● Goal:
In the fund expense passage, what assumed annual rate of return before expenses is used for the hypothetical example?

● Given passage:
▼

The example is based on an investment of $1,000 invested at the beginning of the period and held for the entire period from October 1, 2018 through March 31, 2019.
Actual Expenses – The first line of the table below provides information about actual account values and actual expenses. You may use the information in this line, together with the amount you invested, to estimate the expenses that you paid over the period. Simply divide your account value by $1,000 (for example, an $8,600 account value divided by $1,000 = 8.6), then multiply the result by the number in the first line under the heading entitled “Expenses Paid During Period” to estimate the expenses you paid on your account during the period.
Hypothetical Example for Comparison Purposes – The second line of the table below provides information about hypothetical account values and hypothetical expenses based on the Fund’s actual expense ratio and an assumed rate of return of 5% per year before expenses, which is not the Fund’s actual return. The hypothetical account values and expenses may not be used to estimate the actual ending account balance or expenses you paid for the period. You may use this information to compare the ongoing costs of investing in the Fund and other funds. To do so, compare this 5% hypothetical example with the 5% hypothetical examples that appear in the shareholder reports of other funds.

▲

[Stored data entries]
▼

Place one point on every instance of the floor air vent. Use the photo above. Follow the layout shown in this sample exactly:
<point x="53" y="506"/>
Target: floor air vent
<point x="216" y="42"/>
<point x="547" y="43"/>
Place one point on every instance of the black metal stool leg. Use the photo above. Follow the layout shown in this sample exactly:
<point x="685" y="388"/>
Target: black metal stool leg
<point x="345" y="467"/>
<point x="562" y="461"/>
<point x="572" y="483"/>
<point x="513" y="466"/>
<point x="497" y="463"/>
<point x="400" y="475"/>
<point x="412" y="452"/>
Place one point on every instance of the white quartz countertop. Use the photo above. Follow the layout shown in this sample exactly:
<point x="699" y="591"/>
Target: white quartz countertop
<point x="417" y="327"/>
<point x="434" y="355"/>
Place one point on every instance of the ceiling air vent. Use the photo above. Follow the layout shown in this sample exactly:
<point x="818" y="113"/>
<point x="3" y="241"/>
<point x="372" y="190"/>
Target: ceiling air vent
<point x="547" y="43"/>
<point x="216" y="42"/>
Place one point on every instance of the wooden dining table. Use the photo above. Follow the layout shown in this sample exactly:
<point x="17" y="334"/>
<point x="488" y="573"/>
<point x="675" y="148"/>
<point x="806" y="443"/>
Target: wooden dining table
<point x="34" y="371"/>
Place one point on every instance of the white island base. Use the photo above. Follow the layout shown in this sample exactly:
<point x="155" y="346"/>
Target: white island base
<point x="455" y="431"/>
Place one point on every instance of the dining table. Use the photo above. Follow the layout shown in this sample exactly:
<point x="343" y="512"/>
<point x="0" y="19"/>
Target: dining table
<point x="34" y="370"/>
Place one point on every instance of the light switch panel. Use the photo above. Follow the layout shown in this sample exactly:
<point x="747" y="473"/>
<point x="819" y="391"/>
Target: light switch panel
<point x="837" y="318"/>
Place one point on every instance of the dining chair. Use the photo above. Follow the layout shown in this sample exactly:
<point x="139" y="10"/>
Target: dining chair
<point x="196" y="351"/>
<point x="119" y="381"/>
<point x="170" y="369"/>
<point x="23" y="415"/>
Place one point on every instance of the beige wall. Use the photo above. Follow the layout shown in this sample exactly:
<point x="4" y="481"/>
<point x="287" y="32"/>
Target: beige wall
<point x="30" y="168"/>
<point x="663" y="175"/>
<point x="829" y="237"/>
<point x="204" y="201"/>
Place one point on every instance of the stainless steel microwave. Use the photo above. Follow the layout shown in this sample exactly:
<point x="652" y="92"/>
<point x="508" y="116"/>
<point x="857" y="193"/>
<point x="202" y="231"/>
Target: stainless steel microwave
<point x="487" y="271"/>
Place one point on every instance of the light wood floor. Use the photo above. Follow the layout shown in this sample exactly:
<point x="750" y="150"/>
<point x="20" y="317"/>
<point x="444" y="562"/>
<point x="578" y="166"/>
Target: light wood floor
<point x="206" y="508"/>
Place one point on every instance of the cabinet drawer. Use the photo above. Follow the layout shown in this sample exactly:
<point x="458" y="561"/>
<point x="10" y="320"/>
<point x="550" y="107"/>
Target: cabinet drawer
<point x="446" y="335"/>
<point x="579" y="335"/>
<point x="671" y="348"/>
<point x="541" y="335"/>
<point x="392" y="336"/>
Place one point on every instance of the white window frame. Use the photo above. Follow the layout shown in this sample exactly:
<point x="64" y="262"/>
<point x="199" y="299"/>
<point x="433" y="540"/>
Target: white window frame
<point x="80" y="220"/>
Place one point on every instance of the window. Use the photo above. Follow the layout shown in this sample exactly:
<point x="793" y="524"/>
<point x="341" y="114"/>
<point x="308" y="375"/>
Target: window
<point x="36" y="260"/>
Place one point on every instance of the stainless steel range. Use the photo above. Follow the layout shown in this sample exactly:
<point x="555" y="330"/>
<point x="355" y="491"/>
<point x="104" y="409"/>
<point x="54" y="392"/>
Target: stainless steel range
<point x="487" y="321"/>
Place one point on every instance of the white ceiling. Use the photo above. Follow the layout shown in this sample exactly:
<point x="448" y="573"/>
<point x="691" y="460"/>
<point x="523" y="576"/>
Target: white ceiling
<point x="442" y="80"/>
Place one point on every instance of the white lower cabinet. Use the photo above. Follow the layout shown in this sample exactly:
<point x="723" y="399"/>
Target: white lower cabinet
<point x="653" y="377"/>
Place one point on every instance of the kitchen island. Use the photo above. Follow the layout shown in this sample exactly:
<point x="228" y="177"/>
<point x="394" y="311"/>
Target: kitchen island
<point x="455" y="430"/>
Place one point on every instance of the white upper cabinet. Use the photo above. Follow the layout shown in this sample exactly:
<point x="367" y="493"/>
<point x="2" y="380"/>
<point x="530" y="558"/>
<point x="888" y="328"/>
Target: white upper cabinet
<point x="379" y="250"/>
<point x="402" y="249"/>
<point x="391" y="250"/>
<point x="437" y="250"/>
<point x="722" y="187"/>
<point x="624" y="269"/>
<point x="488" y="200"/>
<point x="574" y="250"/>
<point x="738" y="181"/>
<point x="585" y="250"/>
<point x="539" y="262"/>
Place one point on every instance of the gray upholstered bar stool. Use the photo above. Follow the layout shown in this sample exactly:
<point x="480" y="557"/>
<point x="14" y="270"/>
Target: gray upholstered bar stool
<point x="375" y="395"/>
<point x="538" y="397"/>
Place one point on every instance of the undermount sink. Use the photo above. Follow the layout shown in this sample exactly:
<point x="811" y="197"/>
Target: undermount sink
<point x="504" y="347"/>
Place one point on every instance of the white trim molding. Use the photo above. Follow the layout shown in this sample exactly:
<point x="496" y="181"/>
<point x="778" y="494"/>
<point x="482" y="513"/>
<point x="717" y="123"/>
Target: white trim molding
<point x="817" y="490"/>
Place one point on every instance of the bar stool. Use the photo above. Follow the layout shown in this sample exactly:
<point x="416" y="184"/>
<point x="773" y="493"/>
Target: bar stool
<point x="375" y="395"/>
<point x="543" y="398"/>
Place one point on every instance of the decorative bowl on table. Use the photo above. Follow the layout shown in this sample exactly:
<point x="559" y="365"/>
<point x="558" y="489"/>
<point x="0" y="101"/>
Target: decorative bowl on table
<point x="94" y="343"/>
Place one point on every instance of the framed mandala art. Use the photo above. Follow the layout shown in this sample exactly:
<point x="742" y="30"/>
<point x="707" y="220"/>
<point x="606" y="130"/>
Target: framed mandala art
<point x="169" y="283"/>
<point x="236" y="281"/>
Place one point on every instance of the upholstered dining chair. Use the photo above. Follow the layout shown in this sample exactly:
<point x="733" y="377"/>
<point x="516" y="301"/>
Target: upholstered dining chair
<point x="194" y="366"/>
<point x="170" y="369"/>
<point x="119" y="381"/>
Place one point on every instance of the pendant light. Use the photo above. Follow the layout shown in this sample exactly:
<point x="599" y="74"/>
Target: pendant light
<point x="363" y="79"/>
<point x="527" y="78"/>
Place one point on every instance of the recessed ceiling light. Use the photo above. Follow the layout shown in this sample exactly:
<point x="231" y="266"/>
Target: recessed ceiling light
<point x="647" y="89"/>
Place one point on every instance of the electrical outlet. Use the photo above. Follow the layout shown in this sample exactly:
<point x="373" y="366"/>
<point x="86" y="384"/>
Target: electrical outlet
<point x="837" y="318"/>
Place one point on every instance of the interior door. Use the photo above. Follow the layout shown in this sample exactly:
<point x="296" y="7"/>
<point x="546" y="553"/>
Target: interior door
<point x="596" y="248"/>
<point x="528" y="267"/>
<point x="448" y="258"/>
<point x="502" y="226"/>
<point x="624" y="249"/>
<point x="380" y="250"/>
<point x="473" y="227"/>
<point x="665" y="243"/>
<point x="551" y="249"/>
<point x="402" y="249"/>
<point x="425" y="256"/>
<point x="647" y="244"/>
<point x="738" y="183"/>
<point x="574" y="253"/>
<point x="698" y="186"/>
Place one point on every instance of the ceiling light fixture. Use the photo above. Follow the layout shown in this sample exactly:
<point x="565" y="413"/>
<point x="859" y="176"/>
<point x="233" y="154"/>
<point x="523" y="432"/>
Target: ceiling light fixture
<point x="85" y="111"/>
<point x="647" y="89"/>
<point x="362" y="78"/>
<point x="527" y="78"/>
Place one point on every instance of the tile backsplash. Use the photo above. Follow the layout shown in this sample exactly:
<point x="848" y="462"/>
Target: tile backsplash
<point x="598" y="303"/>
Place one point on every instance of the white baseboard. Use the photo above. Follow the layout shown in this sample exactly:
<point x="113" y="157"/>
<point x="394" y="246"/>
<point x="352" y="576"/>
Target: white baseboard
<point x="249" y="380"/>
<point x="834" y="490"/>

▲

● Exercise response:
5% per year before expenses.